Cinquante ans qu’on ne crée plus assez de médecins
Chacun l’aura constaté, il est de plus en plus difficile de trouver un médecin généraliste, en particulier dans les banlieues des villes et en zone rurale. Il faut trop souvent attendre longtemps pour obtenir un rendez-vous avec un spécialiste.
D’après une projection de l’Ordre des Médecins, nous avons perdu 6,8% de généralistes depuis 2010 et nous en perdrons autant d’ici 2025. Avec 24% de généralistes âgés qui vont quitter leur cabinet et seulement 21% de médecins de moins de 40 ans, il n’y aura certainement pas de renouvellement générationnel suffisant.
Un médecin de famille des Hauts-de-Seine nous a confié : « Je n’arrive plus à trouver un remplaçant quand je pars en vacances. En sortant de la faculté, les jeunes médecins choisissent plutôt d’aller travailler en hôpital où ils ont des horaires plus confortables. Ils préfèrent être fonctionnaires et monter les échelons plutôt qu’assumer les tracasseries de la sécurité sociale qui nous demande de gérer la paperasse à sa place. Les cabinets devraient pourtant se multiplier car nous sommes limités en nombre de patients. »
Il faut savoir que les Caisses primaires d’assurance maladie (CPAM) peuvent sanctionner les médecins traitants qui dépassent les soixante consultations par jour. Hélas, certains d’entre eux traitent tellement de patients qu’ils prennent parfois le risque de dépasser ce chiffre…
La crise du Covid risque de décourager encore plus les jeunes médecins qui ont pu constater qu’entre janvier et avril 2020, la fréquentation des cabinets de médecins avait chuté de 44% chez les généralistes et de 71% chez les spécialistes. Un Français sur trois a renoncé à se faire soigner pendant le premier confinement.
****************
--- Consigne de travail 1 ---
Répondez aux questions ci-dessous d'après le texte sur la pénurie de médecins.
(a) Selon la projection de l'Ordre des Médecins, quelle part de généralistes a été perdue depuis 2010 ?
(b) Au-delà de combien de consultations par jour les CPAM peuvent-elles sanctionner les médecins traitants ?
(c) De combien la fréquentation des cabinets a-t-elle chuté chez les spécialistes entre janvier et avril 2020 ?
--- Consigne de travail 2 ---
Reprenez le texte sur la pénurie de médecins à la suite de sa dernière phrase.
****************
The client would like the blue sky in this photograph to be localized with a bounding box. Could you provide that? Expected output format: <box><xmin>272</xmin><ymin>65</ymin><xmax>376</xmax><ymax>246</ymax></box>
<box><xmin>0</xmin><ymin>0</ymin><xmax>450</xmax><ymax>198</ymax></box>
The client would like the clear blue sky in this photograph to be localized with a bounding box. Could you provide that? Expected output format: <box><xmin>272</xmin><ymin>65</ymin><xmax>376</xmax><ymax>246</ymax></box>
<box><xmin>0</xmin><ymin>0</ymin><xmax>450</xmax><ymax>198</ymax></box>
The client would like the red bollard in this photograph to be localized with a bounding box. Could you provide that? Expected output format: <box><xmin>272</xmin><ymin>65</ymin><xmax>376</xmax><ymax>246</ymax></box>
****************
--- Réponse 1 ---
(a) 6,8 %.
(b) Soixante consultations par jour.
(c) 71 %.

--- Réponse 2 ---
Si les médecins deviennent rares, c’est aussi parce que pendant cinquante ans, il y a eu un « numerus clausus », c’est à dire une limitation de l’accès en deuxième année de médecine. Le nombre de candidats était à l'époque devenu trop important : de 35 000 en 1963, il y en avait 59 800 en 1967.
Aujourd'hui, la sévérité de la sélection paraît disproportionnée : sur l’année scolaire 2019-2020, seuls 14 238 étudiants en médecine sur 55 252 inscrits ont pu passer en seconde année de médecine, maïeutique, odontologie et pharmacie.
La loi du 24 juillet 2019 relative à l’organisation et à la transformation du système de santé a décidé de supprimer ce numerus clausus à compter de la rentrée universitaire 2021 mais cela ressemble fort à un effet d’annonce, l’entrée en deuxième année dépendant avant tout des capacités d’accueil fixées par les universités elles-mêmes, qui manquent de place.
La relève de la garde risque donc de ne pas être assurée. Il est temps, dans l’intérêt général, de redonner au médecin traitant ses lettres de noblesse : cela commence par un diplôme et finit par une reconnaissance.